Repeat verbatim the lines of the data below, beginning with the line containing "Q: For the photo above, point to the green" and continuing to the end.

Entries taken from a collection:
====

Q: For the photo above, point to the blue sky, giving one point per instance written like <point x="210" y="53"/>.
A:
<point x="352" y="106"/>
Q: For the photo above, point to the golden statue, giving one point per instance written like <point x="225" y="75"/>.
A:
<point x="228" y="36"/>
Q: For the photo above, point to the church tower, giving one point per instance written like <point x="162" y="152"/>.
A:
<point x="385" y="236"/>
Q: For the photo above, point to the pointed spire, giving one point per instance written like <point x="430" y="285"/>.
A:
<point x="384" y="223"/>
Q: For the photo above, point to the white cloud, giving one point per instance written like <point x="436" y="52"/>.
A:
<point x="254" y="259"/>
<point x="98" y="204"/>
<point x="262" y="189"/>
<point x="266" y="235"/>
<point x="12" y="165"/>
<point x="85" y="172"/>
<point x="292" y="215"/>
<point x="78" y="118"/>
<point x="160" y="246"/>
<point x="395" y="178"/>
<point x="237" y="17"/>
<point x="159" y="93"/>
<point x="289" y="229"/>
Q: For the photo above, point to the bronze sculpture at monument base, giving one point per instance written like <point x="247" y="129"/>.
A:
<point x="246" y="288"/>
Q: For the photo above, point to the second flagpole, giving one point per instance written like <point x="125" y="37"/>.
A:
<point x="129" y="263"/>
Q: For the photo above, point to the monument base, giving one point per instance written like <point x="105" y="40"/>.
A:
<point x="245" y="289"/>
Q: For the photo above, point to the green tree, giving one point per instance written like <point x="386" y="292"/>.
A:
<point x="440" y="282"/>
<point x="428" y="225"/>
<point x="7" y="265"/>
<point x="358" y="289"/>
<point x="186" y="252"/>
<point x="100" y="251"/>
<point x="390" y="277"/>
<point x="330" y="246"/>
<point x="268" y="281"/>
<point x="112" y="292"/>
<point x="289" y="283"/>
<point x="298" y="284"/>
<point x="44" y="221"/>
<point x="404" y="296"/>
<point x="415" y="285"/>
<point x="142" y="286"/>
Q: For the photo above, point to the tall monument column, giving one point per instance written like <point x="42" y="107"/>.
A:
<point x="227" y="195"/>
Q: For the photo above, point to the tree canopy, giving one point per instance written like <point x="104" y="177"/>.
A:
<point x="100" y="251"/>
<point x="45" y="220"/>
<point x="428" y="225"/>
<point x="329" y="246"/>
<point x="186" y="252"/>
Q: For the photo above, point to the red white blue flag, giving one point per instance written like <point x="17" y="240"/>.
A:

====

## Exercise answer:
Q: For the photo above, point to the green tree, giving one point per instance written like <point x="386" y="292"/>.
A:
<point x="440" y="282"/>
<point x="428" y="225"/>
<point x="7" y="265"/>
<point x="358" y="289"/>
<point x="186" y="252"/>
<point x="100" y="251"/>
<point x="390" y="277"/>
<point x="330" y="246"/>
<point x="268" y="281"/>
<point x="112" y="292"/>
<point x="289" y="283"/>
<point x="298" y="284"/>
<point x="44" y="221"/>
<point x="404" y="296"/>
<point x="415" y="285"/>
<point x="142" y="286"/>
Q: For the photo above, point to the tall monument column, giving one point per instance written like <point x="42" y="107"/>.
A:
<point x="227" y="195"/>
Q: For the photo above, point to the tree canopy, giving one point per instance written like <point x="104" y="177"/>.
A:
<point x="100" y="251"/>
<point x="45" y="220"/>
<point x="428" y="225"/>
<point x="329" y="246"/>
<point x="186" y="252"/>
Q: For the photo above, point to the red white blue flag, giving one point per instance written like <point x="17" y="240"/>.
A:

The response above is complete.